Study questions:
a) Summarize the questionnaire below about the letter "c" in two sentences.
b) In the questionnaire below about the letter "c," which nucleobase in DNA and RNA does "c" represent?

Quoted passage START

What does the letter 'c' mean to you?

a. It's the initial of someone I know and/or love.

b. It represents the speed of light in a vacuum, for example in the famous equation E=mc2.

c. It represents the constant of integration, necessary because the derivative of any constant function is zero.

d. It represents the number that comes before C++.

d. It represents cytosine, a nucleobase in DNA and RNA.

e. It is the chemical symbol for carbon.

f. It's a roman numeral.

g. It is a large body of saltwater.

h. It stands for Celsius, or centigrade.

i. It stands for Coulomb, the SI unit of electric charge.

j. It represents the third choice in this questionnaire, after choices a and b.

k. It was my favourite guest star on Sesame Street.

l. None of the above (please specify).


Roadchick said...

Um, sort of k

as in

'C is for cookie that's good enough to eat'

Which is a pretty good indicator of the 'chick's intelligence level.

Quoted passage END
Data listing START

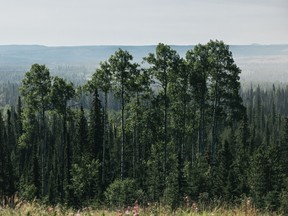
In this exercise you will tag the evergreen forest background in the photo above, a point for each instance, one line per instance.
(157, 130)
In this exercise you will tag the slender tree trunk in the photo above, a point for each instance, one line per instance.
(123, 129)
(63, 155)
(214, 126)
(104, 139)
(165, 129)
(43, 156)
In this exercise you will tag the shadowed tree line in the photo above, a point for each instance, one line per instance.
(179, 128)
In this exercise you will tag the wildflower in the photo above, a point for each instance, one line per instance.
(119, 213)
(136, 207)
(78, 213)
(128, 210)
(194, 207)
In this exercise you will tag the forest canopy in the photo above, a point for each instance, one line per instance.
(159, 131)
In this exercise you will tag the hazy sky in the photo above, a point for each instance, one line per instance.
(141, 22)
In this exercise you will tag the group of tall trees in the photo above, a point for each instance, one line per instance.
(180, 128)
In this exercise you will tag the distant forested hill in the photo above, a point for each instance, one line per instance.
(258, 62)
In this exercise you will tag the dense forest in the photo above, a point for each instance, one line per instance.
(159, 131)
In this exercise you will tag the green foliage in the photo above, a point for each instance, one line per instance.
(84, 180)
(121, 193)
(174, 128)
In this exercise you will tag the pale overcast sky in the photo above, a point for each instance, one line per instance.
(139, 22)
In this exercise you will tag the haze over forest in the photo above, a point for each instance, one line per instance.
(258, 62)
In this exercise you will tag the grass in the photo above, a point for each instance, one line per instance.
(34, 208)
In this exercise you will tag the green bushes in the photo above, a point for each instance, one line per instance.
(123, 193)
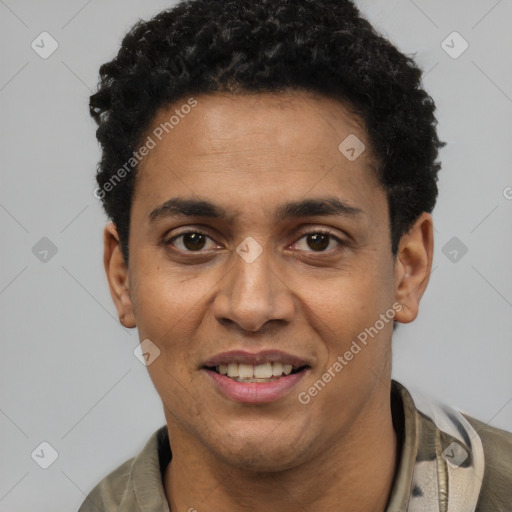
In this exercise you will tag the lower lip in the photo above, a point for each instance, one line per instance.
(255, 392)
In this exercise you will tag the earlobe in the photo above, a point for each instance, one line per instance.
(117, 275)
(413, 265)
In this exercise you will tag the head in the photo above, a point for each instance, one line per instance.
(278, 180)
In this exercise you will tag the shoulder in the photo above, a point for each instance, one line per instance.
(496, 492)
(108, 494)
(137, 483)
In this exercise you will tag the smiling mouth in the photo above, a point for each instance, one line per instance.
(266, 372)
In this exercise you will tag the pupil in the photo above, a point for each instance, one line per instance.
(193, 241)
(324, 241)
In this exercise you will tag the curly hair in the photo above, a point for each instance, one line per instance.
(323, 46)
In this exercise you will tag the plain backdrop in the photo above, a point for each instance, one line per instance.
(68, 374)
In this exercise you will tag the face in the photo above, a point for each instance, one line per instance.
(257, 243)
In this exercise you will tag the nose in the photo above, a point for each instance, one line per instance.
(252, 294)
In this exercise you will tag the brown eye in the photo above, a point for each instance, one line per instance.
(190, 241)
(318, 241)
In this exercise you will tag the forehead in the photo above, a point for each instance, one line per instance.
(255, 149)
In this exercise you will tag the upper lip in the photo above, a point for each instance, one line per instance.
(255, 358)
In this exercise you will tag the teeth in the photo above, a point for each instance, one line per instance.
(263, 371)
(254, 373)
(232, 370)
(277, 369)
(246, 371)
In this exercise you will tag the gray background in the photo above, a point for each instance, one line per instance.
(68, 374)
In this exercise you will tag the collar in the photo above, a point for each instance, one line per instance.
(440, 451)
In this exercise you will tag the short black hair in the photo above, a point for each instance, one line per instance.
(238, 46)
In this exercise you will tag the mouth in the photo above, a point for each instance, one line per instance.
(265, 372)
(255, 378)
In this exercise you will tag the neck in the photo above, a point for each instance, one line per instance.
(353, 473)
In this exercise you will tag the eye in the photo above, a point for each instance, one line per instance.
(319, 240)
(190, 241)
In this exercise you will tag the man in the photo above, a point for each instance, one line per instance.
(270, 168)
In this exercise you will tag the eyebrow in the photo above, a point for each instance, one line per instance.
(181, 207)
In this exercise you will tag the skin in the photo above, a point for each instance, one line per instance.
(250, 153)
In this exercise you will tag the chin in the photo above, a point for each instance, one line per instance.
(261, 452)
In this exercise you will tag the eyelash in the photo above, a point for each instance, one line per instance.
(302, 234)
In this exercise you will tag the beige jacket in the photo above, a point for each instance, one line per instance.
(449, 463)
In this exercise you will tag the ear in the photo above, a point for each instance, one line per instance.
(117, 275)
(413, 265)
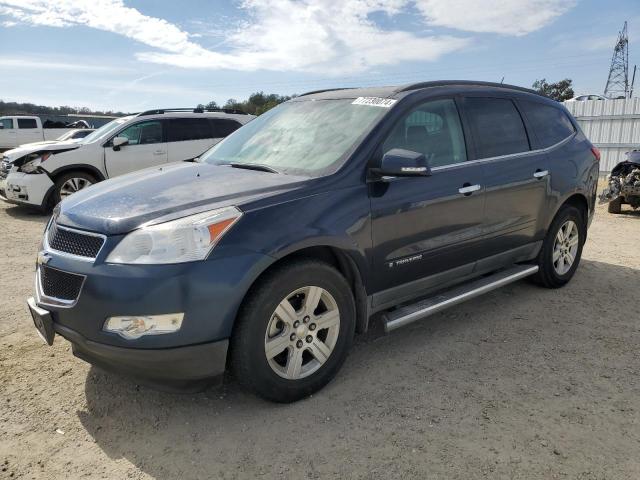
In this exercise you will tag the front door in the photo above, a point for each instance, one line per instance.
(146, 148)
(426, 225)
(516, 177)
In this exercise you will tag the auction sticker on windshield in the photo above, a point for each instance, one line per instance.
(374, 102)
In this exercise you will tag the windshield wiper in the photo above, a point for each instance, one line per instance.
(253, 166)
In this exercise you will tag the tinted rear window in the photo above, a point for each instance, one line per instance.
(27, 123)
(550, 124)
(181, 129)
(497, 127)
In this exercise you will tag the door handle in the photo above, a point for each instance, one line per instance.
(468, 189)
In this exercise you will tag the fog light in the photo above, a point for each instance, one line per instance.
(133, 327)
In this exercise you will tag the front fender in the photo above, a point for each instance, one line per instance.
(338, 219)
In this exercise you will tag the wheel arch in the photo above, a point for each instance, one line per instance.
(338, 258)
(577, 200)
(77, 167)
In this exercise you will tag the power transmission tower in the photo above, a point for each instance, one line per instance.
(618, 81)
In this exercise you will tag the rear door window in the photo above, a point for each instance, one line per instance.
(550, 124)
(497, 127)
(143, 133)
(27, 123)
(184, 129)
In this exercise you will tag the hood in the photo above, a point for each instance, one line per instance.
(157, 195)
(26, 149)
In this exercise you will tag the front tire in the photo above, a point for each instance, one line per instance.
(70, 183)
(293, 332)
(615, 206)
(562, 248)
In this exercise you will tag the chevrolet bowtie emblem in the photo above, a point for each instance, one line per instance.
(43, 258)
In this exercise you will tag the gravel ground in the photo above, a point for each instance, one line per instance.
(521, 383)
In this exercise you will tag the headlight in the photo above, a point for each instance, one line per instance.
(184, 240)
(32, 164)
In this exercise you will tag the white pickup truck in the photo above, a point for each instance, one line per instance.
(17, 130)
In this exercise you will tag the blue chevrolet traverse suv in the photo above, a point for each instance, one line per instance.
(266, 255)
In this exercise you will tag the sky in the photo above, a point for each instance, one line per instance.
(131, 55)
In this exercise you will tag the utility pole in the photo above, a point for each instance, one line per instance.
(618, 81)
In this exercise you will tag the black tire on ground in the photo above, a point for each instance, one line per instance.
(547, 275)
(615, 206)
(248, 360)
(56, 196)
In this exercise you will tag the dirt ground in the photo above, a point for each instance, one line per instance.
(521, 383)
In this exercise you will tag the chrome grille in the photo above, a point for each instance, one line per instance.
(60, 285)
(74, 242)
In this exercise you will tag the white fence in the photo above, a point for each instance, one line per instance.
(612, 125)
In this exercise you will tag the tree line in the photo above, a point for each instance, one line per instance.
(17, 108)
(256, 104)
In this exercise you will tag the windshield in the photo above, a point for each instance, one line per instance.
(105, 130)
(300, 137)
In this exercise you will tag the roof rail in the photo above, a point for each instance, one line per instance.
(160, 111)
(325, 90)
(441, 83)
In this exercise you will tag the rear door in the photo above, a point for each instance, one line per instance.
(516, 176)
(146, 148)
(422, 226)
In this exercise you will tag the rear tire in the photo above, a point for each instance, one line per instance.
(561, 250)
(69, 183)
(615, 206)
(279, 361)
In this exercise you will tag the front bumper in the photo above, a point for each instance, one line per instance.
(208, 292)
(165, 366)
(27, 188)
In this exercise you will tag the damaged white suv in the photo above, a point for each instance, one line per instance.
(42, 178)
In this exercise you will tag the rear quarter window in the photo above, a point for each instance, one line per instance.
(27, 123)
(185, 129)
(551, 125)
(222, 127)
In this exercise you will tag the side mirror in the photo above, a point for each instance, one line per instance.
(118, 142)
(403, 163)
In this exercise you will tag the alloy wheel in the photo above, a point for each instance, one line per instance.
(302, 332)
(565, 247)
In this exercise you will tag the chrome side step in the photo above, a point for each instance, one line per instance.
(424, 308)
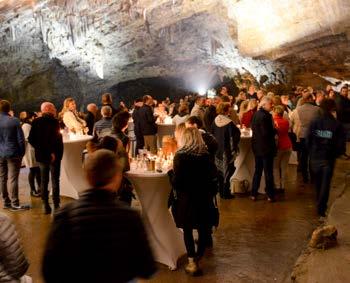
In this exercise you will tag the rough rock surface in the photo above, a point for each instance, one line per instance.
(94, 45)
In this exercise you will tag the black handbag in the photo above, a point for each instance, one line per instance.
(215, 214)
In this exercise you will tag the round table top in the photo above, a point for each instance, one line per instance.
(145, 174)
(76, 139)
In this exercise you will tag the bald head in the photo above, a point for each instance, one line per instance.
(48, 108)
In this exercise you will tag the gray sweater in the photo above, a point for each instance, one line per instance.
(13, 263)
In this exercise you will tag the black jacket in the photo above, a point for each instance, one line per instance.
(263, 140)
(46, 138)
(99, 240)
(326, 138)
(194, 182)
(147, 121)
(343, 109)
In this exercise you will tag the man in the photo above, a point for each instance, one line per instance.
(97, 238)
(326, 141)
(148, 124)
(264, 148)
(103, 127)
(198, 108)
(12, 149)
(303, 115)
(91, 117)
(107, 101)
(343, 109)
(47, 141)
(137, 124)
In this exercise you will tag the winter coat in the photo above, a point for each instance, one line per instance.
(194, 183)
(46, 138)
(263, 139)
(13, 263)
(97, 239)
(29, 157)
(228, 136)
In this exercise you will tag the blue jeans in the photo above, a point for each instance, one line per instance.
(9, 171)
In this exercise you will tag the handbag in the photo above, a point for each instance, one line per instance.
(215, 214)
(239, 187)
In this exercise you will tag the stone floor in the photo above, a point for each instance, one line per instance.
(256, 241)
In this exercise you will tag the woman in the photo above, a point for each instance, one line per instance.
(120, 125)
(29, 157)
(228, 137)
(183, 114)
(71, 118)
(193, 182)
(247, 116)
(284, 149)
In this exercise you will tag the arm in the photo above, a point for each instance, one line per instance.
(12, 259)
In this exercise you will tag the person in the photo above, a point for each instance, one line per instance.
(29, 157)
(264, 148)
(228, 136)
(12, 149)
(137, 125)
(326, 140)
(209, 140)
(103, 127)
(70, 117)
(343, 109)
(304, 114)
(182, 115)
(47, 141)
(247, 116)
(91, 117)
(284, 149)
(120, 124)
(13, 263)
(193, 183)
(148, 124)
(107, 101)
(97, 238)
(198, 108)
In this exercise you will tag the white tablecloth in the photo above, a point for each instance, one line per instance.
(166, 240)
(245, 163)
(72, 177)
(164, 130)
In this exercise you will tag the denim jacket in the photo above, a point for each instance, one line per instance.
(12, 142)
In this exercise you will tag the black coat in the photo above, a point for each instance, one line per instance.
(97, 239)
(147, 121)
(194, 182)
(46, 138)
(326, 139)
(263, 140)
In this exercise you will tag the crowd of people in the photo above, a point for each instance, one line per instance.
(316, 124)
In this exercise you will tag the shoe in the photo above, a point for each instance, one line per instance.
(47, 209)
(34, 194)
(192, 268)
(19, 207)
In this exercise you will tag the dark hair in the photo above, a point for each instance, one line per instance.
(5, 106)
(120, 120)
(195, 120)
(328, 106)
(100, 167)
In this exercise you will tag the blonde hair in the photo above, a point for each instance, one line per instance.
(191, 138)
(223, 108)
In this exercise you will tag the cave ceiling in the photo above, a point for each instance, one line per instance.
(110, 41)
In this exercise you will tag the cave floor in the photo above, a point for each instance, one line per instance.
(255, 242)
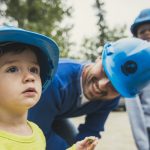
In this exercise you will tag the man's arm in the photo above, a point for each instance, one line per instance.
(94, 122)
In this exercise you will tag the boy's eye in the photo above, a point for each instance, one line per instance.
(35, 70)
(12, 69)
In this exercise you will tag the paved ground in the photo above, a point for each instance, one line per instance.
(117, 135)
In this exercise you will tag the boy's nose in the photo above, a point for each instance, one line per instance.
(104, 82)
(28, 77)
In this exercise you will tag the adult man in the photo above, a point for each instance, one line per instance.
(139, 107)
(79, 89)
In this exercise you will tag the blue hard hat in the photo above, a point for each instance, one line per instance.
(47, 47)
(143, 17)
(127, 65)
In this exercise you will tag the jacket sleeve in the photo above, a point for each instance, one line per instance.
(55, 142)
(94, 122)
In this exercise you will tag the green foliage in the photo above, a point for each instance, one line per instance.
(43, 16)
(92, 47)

Data listing END

Answers for the tasks:
a) The questionnaire asks what the letter "c" means to the reader and lists choices such as the speed of light in a vacuum, the constant of integration, the chemical symbol for carbon, a Roman numeral, Celsius, and Coulomb. A commenter, Roadchick, answers "sort of k" and quotes "C is for cookie that's good enough to eat."

b) Cytosine.